● **WHAT TO PRODUCE**
All that is wanted is a word-for-word copy of the data from its first line to the line containing "Dataset: internal_v3 | class: green grass", both included.

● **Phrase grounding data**
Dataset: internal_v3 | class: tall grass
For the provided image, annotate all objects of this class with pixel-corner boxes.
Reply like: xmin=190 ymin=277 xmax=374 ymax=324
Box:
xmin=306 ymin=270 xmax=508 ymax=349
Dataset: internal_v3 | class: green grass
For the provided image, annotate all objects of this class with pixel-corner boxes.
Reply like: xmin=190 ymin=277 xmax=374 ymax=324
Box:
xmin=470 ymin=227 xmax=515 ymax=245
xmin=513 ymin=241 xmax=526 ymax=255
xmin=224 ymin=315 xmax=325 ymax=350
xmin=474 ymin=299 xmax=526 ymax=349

● **TASK RESULT**
Dataset: internal_v3 | class: tall grass
For the provided image, annotate all objects of this class with pixel-corner boxes.
Reply like: xmin=190 ymin=277 xmax=374 ymax=324
Box:
xmin=306 ymin=270 xmax=508 ymax=349
Dataset: internal_v3 | class: green grass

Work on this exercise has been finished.